Exercise goal: Render every entry verbatim.

BEGIN Source data

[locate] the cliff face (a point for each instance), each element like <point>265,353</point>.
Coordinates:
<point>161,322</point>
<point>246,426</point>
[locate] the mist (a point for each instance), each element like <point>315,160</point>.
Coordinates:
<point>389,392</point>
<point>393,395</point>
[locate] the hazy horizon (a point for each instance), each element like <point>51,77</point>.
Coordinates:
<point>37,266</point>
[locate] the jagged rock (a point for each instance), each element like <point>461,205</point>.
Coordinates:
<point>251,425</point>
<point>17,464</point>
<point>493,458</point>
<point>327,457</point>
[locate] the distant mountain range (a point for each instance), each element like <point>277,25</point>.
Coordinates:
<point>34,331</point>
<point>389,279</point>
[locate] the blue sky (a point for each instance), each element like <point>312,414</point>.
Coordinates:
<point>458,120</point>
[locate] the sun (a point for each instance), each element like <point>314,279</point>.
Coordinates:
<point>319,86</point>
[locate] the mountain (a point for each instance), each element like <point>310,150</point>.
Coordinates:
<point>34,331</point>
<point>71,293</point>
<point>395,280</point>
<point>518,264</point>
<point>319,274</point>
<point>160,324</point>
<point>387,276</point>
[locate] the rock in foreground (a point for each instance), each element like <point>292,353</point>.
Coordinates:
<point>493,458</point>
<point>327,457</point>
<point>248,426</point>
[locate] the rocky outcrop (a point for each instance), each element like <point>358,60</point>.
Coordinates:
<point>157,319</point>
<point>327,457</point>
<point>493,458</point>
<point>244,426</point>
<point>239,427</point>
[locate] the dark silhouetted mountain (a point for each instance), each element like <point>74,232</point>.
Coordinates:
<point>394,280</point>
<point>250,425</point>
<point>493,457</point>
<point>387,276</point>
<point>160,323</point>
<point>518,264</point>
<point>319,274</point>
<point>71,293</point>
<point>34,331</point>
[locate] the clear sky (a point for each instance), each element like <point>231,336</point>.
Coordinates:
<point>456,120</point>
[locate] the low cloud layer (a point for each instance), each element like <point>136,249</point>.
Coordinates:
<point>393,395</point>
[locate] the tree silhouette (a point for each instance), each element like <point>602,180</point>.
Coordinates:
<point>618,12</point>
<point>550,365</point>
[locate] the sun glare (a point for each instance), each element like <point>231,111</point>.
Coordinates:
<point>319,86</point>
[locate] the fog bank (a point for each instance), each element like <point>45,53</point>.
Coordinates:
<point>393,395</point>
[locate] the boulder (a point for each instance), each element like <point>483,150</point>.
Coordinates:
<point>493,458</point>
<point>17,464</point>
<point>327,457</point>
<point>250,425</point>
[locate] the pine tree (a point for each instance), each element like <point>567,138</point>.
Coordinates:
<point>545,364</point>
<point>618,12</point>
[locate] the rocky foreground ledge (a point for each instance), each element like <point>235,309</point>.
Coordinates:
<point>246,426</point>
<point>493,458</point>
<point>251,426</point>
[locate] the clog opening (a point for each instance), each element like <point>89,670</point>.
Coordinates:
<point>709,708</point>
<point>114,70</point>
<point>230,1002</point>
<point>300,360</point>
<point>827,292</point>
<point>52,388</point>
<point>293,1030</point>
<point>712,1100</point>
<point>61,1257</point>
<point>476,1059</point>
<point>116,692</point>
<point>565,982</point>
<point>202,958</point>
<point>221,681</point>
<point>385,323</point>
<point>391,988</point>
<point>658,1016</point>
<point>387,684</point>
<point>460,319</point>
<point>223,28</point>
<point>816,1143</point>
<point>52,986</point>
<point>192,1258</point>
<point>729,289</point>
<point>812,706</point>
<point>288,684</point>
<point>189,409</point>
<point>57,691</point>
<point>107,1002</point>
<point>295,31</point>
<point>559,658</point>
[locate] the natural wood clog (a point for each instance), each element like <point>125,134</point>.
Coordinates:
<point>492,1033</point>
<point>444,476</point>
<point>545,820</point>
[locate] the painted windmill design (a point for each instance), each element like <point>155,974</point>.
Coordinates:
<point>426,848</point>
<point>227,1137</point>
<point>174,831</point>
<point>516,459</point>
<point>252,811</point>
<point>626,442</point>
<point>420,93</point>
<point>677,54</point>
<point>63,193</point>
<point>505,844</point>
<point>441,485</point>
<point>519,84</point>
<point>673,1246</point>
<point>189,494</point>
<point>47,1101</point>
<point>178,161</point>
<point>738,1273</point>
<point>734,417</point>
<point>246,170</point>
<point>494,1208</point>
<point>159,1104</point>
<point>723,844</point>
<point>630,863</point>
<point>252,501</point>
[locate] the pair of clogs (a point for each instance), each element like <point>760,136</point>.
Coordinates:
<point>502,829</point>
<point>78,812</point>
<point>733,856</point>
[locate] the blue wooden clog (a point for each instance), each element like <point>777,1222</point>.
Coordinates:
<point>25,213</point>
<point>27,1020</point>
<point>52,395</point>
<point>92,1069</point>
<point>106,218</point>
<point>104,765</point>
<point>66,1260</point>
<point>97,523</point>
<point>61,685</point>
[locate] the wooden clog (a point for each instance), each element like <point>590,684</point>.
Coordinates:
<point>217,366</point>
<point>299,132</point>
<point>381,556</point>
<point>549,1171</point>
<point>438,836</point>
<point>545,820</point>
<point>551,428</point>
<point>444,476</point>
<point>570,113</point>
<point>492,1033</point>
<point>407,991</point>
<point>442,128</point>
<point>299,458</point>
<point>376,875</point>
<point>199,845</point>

END Source data

Written answer:
[locate] the cliff face (a point for each instance), each element like <point>265,353</point>.
Coordinates:
<point>161,322</point>
<point>246,426</point>
[locate] the mist (a point for each instance), each element like <point>315,160</point>.
Coordinates:
<point>389,392</point>
<point>393,395</point>
[locate] the hazy horizon (a point for each instance), each element like <point>51,77</point>.
Coordinates:
<point>37,266</point>
[locate] the jagged rock (a point for each instance), each element like <point>461,205</point>.
Coordinates:
<point>251,425</point>
<point>17,464</point>
<point>493,458</point>
<point>327,457</point>
[locate] the distant mountain range (a point for each instance), each element like <point>277,25</point>.
Coordinates:
<point>34,331</point>
<point>389,279</point>
[locate] the blue sky (a point for each instance), each element like <point>312,414</point>.
Coordinates:
<point>458,120</point>
[locate] the sun (a point for each instance), each element like <point>314,279</point>.
Coordinates:
<point>319,86</point>
[locate] the mountain (a point for each instance), each element like <point>310,150</point>.
Coordinates:
<point>34,331</point>
<point>71,293</point>
<point>395,280</point>
<point>518,264</point>
<point>319,274</point>
<point>160,324</point>
<point>387,276</point>
[locate] the rock in foreground (a point for each instance), each element like <point>292,353</point>.
Coordinates:
<point>493,458</point>
<point>327,457</point>
<point>248,426</point>
[locate] the rocky outcrop (a point for each instance), each element like <point>358,60</point>.
Coordinates:
<point>157,319</point>
<point>327,457</point>
<point>493,458</point>
<point>244,426</point>
<point>239,427</point>
[locate] the dark silhouetted mountain (a point for each instance), each element like <point>74,232</point>.
Coordinates:
<point>394,280</point>
<point>250,425</point>
<point>493,457</point>
<point>387,276</point>
<point>160,323</point>
<point>518,264</point>
<point>319,274</point>
<point>71,293</point>
<point>34,331</point>
[locate] the clear sky (a point for each instance), each element like <point>231,336</point>.
Coordinates:
<point>456,120</point>
[locate] the low cloud layer (a point for each instance), each element like <point>136,249</point>.
Coordinates:
<point>393,395</point>
[locate] the tree silhouette (a point for each instance), each element like <point>602,180</point>.
Coordinates:
<point>618,12</point>
<point>550,365</point>
[locate] the sun glare (a point for each instance), each element like <point>231,111</point>.
Coordinates:
<point>319,86</point>
[locate] the fog bank (a point for each instance), each element like <point>45,53</point>.
Coordinates:
<point>393,395</point>
[locate] the boulder (a point for each instance), each element like <point>483,150</point>.
Coordinates:
<point>493,458</point>
<point>17,464</point>
<point>327,457</point>
<point>250,425</point>
[locate] the pine tree (a point for each instance), each element like <point>567,138</point>.
Coordinates:
<point>545,364</point>
<point>618,12</point>
[locate] the rocky foreground ledge (a point for each instance), each element like <point>235,309</point>.
Coordinates:
<point>246,426</point>
<point>493,458</point>
<point>251,426</point>
[locate] the clog opening (a point for each instance), each element like <point>89,670</point>.
Coordinates:
<point>709,708</point>
<point>114,70</point>
<point>230,1002</point>
<point>300,360</point>
<point>827,292</point>
<point>52,388</point>
<point>293,1030</point>
<point>712,1100</point>
<point>61,1257</point>
<point>476,1059</point>
<point>116,692</point>
<point>565,982</point>
<point>202,958</point>
<point>221,681</point>
<point>385,323</point>
<point>391,988</point>
<point>658,1016</point>
<point>387,684</point>
<point>460,319</point>
<point>223,28</point>
<point>816,1143</point>
<point>52,986</point>
<point>192,1258</point>
<point>729,289</point>
<point>812,706</point>
<point>288,684</point>
<point>189,409</point>
<point>57,691</point>
<point>107,1002</point>
<point>295,31</point>
<point>559,658</point>
[locate] the natural wood clog (a point for each instance), each element like <point>125,134</point>.
Coordinates:
<point>492,1033</point>
<point>444,476</point>
<point>545,820</point>
[locate] the painted windmill design (a point for each instance), each element like <point>155,974</point>.
Coordinates:
<point>426,848</point>
<point>227,1137</point>
<point>174,831</point>
<point>516,459</point>
<point>252,811</point>
<point>626,442</point>
<point>420,93</point>
<point>677,54</point>
<point>63,193</point>
<point>505,844</point>
<point>441,485</point>
<point>519,84</point>
<point>673,1246</point>
<point>189,494</point>
<point>47,1101</point>
<point>178,161</point>
<point>738,1273</point>
<point>734,417</point>
<point>246,170</point>
<point>494,1208</point>
<point>159,1104</point>
<point>723,844</point>
<point>630,863</point>
<point>252,501</point>
[locate] the pair of clogs (a point for each instance), each element like <point>760,136</point>.
Coordinates:
<point>502,829</point>
<point>78,812</point>
<point>733,856</point>
[locate] the blue wooden clog (a point for each instance), each element like <point>777,1222</point>.
Coordinates:
<point>25,213</point>
<point>27,1020</point>
<point>52,395</point>
<point>92,1069</point>
<point>106,218</point>
<point>104,765</point>
<point>66,1260</point>
<point>97,523</point>
<point>61,685</point>
[locate] the wooden clog (a point for each instance), each element like <point>590,684</point>.
Coordinates:
<point>217,366</point>
<point>299,132</point>
<point>381,556</point>
<point>549,1171</point>
<point>438,836</point>
<point>545,820</point>
<point>551,428</point>
<point>444,476</point>
<point>570,113</point>
<point>492,1033</point>
<point>407,991</point>
<point>442,128</point>
<point>299,458</point>
<point>376,875</point>
<point>199,845</point>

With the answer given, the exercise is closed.